EXCERPTED PASSAGE =>
++++++++++
His name was quietly added to the list of Iranian scientists, engineers, and researchers who were eventually targeted by the Zionist regime in its 12-day brutal war against Iran.
The regime targeted his residence, killing the husband and wife as they sat in their living room and leaving their daughter in a deep coma.
The June 14 strike was not an isolated attack. In recent years, Israel has carried out dozens of targeted assassinations, cyber attacks, and air raids, often aimed at Iranian scientists.
Before the fateful night that shattered her life, Fahimeh was praised on campus for her quiet brilliance and unassuming nature.
A product of Iran’s National Organisation for Development of Exceptional Talents (NODET) schools, she has been the school topper since childhood.
At the University of Tehran, she first enrolled in Petroleum Engineering before switching to Industrial Engineering, a move that would define her academic path.
Her professors recall her precision in class projects and her diligence as a teaching assistant in programming courses.
“She has been disciplined and deeply focused,” says her fiancé, Hossein Cheharbaghi. “She always chose study over comfort. Even during her master’s program, she worked full-time as a project control specialist. She never let anything distract her from learning.”
Fahimeh met her fiancé when both were teaching assistants for the same course at Tehran University. What began as a collegial friendship soon turned into a matrimonial relationship. But there was one condition.
“If you want to make me happy,” she told Cheharbaghi, “you must be admitted to Sharif University.”
He did, and the two continued their studies side by side. Their wedding was planned for September 2025, but her world came crashing down months before that.
Gaining consciousness after 112 days
In the weeks that followed the attack, Fahimeh lay unconscious in a Tehran hospital, her body supported by machines and her mind drifting in an induced sleep.
Her fiancé stayed by her side every day, reading books to her and reciting prayers.
To protect her fragile state, doctors and family members told her that her parents were hospitalised elsewhere, recovering from injuries.
But as she began to regain memory and speech fragments, questions surfaced. “Who has been martyred?” she whispered after gaining consciousness.
She asked for her phone. Alone in her hospital bed, she searched the internet and found her parents’ names were among the dead.
“I knew they were martyred,” she later told her husband, “but I wanted to deny it.”
Shohreh Pirani, the widow of martyred nuclear scientist Dariush Rezaeinejad, who was assassinated by Israeli agents in 2011, was among the first to visit her.
++++++++++
RECORD EXCERPTS =>
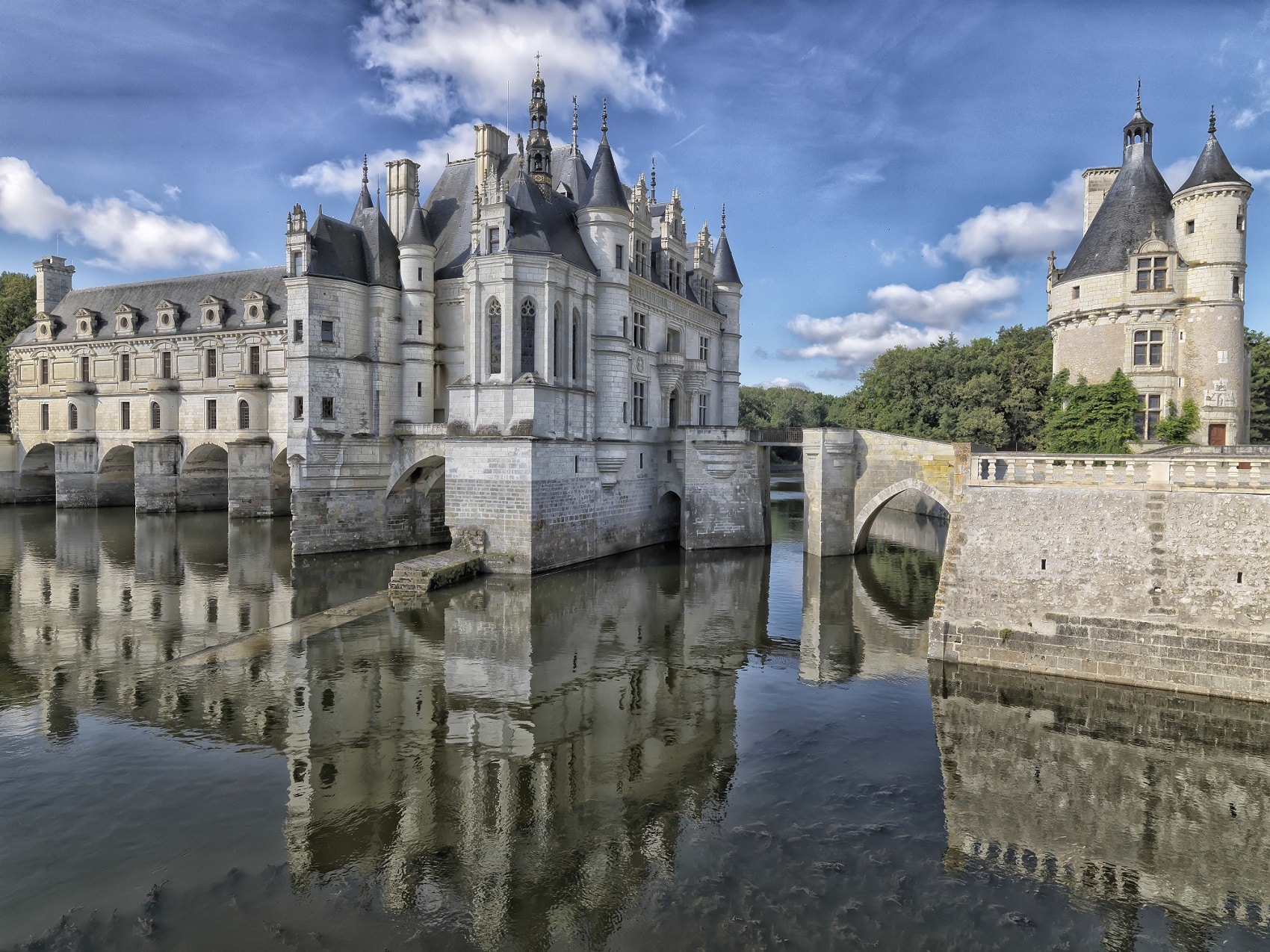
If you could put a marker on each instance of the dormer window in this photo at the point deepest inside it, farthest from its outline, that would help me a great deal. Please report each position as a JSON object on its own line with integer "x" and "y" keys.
{"x": 214, "y": 311}
{"x": 1152, "y": 273}
{"x": 168, "y": 317}
{"x": 255, "y": 308}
++++++++++
EXERCISE AIM =>
Copy out the passage about Fahimeh from "Fahimeh met her" to "recovering from injuries.".

ANSWER TO THE EXERCISE =>
Fahimeh met her fiancé when both were teaching assistants for the same course at Tehran University. What began as a collegial friendship soon turned into a matrimonial relationship. But there was one condition.
“If you want to make me happy,” she told Cheharbaghi, “you must be admitted to Sharif University.”
He did, and the two continued their studies side by side. Their wedding was planned for September 2025, but her world came crashing down months before that.
Gaining consciousness after 112 days
In the weeks that followed the attack, Fahimeh lay unconscious in a Tehran hospital, her body supported by machines and her mind drifting in an induced sleep.
Her fiancé stayed by her side every day, reading books to her and reciting prayers.
To protect her fragile state, doctors and family members told her that her parents were hospitalised elsewhere, recovering from injuries.